Who can claim the right of Shufa (pre-emption) under Muslim Law

The pre-emptors have been classified into various kinds based on the person who can pre-empt. They are as follows:

  1. The Shafi-i- Sharik – Co-owners of the property.

If there is more than one owner of an undivided property, the co-owner has the right to claim that property before others. It cannot be exercised on a property which is leased or mortgaged. The vendor must be the full owner of the property in dispute. Under Shia law, the right can be claimed on the basis of Shafi-i-Sharik when the co-owners of the property are limited to two only.  

  1. The Shafi-i-Khailat – The participator in immunities and appendages.

The right of Shufa can be exercised by the person who is a participator in immunities and appendages. Immunities basically mean the pre-emptor has the right of easement over the disputed land and appendages refer to the land attached to the land of the pre-emptor. So, it basically means that the pre-emptor has the right of easement over the land attached to his property and is in dispute. For example, the pre-emptor may be exercising an easementary right of way or right to discharge water from the disputed land.

In the case of Ladu Ram vs. Kalyan Sahai (1963), it was held by the Rajasthan High Court that the right of Shaif-i-Khailat cannot be claimed against the right of easement of light or air. It can only be claimed against the right of way and the right to water. As it is a right in rem, it cannot be claimed against the right to draw water from the government water course. 

  1. The Shafi-i-jar – The owner of an adjoining property. 

It can be exercised by the neighbour or the owner of the adjoining immovable property which is to be sold. It cannot be claimed by the tenant as he is not the full owner of the property. Similarly, the Wakif or Mutawalli do not have the right to pre-empt as they hold property in the name of God and not themselves. They are not the owner of the property entrusted to them. It was not used to extend to larger properties such as zamindaris and jagirs but was restricted to small properties such as houses, gardens, etc. 

In the case of Sakina Bibi vs. Amiran (1888), it was held that Shufa is exercised against the owner of the property. It is immaterial whether he has the possession of property or not. 

Shufa (pre-emption) and schools of Muslim Law 

The different schools of Muslim law recognize the rights of Shufa differently. They all do not follow it in a uniform manner.

Shafi law – They recognize the right of pre-emption only to co-sharers of property. The right of pre-emption of the same class is in proportion to their share in the property. Among the pre-emptors of the same class, no differentiation is made.

Hanafi law – They recognize it to the fullest extent. All three types – i) Shafi-i-Khailat ii) Shafi-i-Sharik iii) Shafi-i-jar are recognized by them. The pre-emptors of the same class have the right to pre-empt in equal proportions, even though they own unequal shares. 

Ithana Ashari law – It recognizes the right of pre-emption only in case of co-sharers but the number of co-sharers must not exceed two. It is not offered to neighbours as it does not recognize the right of pre-emption by Shafi-i-jar. 

Fatimidi law – Like many other schools of Muslim law, this school also does not recognize the right of neighbour or participator in appendages. Only the right of the co-sharer is allowed. 

Ismaili law – It basically rejects vicinage (when two properties are adjacent to each other) as the basis of the right of pre-emption. Only co-sharer’s rights are recognized. 

So, based on the above information, we can see that the right of the co-sharer or Shafi-i-Sharik is the most widely recognized right of pre-emption.

EXERCISE 1: Can you extract the records verbatim, from the line containing "Indicate the clear" through the final line of the records, both ends included?
These records are unrelated to the passage on Shufa.

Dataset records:
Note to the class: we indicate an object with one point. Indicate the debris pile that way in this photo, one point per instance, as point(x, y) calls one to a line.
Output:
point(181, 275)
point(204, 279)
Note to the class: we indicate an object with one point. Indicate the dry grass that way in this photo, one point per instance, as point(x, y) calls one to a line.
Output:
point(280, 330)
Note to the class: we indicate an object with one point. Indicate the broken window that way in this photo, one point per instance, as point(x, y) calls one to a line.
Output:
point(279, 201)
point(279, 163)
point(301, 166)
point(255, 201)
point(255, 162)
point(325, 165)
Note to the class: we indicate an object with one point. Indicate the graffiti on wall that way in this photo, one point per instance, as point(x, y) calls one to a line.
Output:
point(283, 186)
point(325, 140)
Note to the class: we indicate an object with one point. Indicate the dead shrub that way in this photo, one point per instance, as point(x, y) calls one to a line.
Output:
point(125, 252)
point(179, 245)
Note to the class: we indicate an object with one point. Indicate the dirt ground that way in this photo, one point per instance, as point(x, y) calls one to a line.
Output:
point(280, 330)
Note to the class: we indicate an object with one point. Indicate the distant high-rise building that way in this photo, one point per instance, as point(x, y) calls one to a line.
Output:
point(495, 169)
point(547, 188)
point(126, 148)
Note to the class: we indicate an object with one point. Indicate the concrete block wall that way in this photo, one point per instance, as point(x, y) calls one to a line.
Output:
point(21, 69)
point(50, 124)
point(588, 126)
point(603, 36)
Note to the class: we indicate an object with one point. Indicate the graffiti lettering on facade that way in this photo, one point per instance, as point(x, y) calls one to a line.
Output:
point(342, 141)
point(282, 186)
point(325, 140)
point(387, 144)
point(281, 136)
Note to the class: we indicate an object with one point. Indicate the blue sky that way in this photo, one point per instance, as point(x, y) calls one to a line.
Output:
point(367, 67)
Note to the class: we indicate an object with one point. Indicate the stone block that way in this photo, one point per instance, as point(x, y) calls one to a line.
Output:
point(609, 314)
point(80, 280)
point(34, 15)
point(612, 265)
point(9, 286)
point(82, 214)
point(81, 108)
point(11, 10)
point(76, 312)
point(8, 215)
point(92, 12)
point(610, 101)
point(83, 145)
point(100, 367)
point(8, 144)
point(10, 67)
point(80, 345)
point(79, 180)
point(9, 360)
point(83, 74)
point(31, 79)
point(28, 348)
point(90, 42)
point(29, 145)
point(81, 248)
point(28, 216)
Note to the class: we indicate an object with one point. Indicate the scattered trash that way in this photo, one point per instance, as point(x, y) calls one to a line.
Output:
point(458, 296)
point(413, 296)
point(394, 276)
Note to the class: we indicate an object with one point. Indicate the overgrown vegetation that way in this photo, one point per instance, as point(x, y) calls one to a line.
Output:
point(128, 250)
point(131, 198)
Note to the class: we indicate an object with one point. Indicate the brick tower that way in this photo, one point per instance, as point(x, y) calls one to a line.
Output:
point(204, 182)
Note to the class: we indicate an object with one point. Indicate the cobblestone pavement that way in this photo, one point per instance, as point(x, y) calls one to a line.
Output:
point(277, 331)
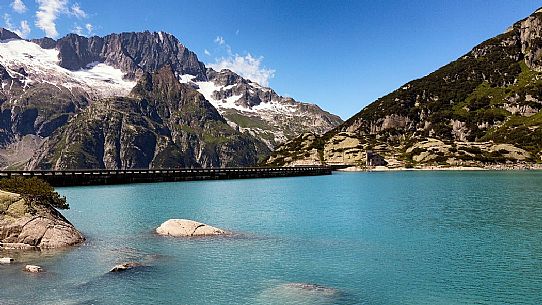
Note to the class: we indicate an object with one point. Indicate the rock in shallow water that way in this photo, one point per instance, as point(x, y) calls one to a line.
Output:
point(41, 227)
point(33, 268)
point(6, 260)
point(125, 266)
point(187, 228)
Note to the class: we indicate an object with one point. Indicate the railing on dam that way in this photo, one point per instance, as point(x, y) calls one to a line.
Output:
point(114, 176)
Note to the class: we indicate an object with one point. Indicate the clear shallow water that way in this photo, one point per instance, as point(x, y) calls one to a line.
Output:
point(378, 238)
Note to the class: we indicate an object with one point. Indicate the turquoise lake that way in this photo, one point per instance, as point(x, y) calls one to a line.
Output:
point(376, 238)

EXERCISE 2: In the passage on Shufa, which court decided Ladu Ram vs. Kalyan Sahai (1963)?

CORRECT OUTPUT 1:
Note to the class: we indicate an object with one point. Indicate the clear shallow water that way in this photo, one point per instance, as point(x, y) calls one to a line.
Output:
point(378, 238)
Note to the class: we indicate an object with one point. Indicate the turquoise lake that way in this photo, one point per instance, as point(x, y) calls one to a line.
Output:
point(376, 238)

CORRECT OUTPUT 2: The Rajasthan High Court.